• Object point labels

——

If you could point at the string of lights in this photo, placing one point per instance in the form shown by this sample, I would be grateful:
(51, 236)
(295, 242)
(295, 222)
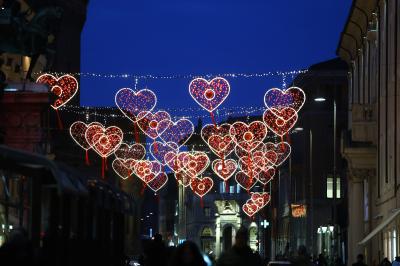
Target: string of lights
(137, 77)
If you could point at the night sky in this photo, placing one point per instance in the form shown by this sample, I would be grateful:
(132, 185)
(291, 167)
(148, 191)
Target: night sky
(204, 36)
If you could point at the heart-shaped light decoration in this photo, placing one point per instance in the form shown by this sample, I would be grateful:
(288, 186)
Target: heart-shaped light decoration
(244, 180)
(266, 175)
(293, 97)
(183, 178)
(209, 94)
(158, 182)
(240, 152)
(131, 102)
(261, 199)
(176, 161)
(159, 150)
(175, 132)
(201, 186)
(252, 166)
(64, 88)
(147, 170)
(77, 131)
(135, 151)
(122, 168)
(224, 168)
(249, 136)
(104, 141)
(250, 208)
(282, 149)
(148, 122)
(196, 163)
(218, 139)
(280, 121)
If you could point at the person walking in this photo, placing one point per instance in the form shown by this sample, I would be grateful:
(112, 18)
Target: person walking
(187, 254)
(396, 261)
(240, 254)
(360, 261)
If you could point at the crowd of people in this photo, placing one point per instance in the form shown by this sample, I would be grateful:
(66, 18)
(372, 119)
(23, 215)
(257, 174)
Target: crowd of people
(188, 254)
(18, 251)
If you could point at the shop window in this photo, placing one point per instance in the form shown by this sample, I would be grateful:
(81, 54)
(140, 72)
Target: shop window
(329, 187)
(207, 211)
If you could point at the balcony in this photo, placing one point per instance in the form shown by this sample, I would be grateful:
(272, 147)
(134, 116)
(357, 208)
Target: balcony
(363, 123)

——

• WHAT THE TASK REQUIRES
Retype each record exactly as it stands, but do not include the pictures.

• REPLY
If you could point at the string of lights in this photo, placing one point per instance in the form shown by this sample, I would be grateful:
(51, 236)
(295, 242)
(295, 222)
Target: string of lights
(137, 77)
If you could point at the night sky in this photo, placing one point per instance in the form shown by this sample, I would be grateful:
(132, 185)
(291, 167)
(148, 191)
Target: night sky
(204, 36)
If you could point at the heart-shaped light decoration in this photo, placing one point per instance in the form shown by this sample, I would be grateful:
(288, 186)
Target: heart-shaped light decoration
(244, 180)
(266, 175)
(293, 97)
(183, 178)
(209, 94)
(158, 182)
(240, 152)
(131, 102)
(261, 199)
(176, 161)
(159, 150)
(175, 132)
(201, 186)
(252, 166)
(64, 88)
(147, 170)
(77, 131)
(135, 151)
(122, 168)
(224, 168)
(249, 136)
(104, 141)
(250, 208)
(282, 149)
(148, 122)
(196, 163)
(218, 139)
(280, 121)
If you could point at the person walking in this photo, placing one point per instance in the form shown by this sample, I would be grateful:
(112, 18)
Target: person walking
(187, 254)
(396, 261)
(240, 254)
(360, 261)
If you could point at the crowd of people in this photo, placing one point per instance in the form shown by this sample, I would be grateful:
(66, 18)
(372, 119)
(23, 215)
(257, 174)
Target: crowd of people
(188, 254)
(18, 251)
If you could point at the shop window in this photo, placing one point per instance in the form shown by this sample, I would be grateful:
(81, 54)
(140, 72)
Target: shop window
(329, 187)
(207, 211)
If you could point at the balcony in this photo, placing one point per instance in the form shown by this sample, I would be grateful:
(272, 147)
(134, 116)
(357, 208)
Target: balcony
(363, 123)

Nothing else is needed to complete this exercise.